**作業項目:**
椎体についての文章によると、椎体の内部は何で構成されていますか。

**読解文:**
椎体 Corpus vertebrae
椎体は、椎骨の前部を占める短い円柱状の構造であり、脊柱の主要な荷重支持部分です(Gray et al., 2020)。解剖学的および臨床的に重要な特徴は以下の通りです:
解剖学的特徴
- 上下端は平坦な終板(vertebral end plate)を形成し、椎間円板と接合します(Standring, 2021)。
- 側面から見ると、中央部がわずかにくびれており(waisting)、これにより側方からの力に対する抵抗力が増しています(Bogduk, 2012)。
- 後面は椎孔(vertebral foramen)の前壁を構成し、縦に走る浅く広い溝には後縦靱帯が付着します(Moore et al., 2018)。
- 椎体の内部は海綿骨で構成され、赤色骨髄を含む豊富な血管網を有しています(Panjabi and White, 2000)。
- 上下面は、椎間円板と結合する硝子軟骨(hyaline cartilage)で覆われており、これが衝撃を吸収する重要な役割を果たします(Roberts et al., 2006)。
- 軟骨の周縁部は骨化し、後方部分が欠けた不完全な輪状の骨端板(epiphyseal ring)を形成します(Adams et al., 2013)。

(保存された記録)
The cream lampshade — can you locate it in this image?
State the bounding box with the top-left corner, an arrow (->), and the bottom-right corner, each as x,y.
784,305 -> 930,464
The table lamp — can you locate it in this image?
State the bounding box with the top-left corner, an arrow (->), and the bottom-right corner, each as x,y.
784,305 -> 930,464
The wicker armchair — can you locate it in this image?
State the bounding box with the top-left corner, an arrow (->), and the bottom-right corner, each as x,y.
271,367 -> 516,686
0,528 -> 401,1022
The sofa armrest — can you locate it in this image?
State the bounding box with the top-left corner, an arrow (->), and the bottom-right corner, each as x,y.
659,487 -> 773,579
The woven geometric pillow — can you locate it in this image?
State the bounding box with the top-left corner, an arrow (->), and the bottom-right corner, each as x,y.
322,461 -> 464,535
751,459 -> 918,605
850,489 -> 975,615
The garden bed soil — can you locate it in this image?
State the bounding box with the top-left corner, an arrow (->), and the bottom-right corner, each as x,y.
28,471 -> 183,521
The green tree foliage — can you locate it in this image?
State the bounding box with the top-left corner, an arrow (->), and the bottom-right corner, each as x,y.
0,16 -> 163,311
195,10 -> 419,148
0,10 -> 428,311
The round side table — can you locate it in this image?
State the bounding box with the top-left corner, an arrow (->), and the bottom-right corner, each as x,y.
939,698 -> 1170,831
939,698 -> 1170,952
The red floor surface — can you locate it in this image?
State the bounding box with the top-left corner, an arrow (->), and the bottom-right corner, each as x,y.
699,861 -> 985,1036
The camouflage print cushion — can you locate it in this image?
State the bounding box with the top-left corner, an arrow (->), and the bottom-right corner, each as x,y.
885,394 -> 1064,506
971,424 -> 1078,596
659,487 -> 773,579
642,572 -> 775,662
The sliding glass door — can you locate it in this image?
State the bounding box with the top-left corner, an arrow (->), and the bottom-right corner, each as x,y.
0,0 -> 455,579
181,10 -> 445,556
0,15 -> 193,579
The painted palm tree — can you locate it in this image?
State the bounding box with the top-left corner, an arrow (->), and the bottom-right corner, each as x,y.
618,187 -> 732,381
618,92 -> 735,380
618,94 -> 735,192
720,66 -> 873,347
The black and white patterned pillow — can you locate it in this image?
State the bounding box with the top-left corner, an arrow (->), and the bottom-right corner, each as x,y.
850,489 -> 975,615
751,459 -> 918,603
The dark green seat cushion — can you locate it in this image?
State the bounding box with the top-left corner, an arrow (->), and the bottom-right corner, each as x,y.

**作業の結果:**
海綿骨で構成されています。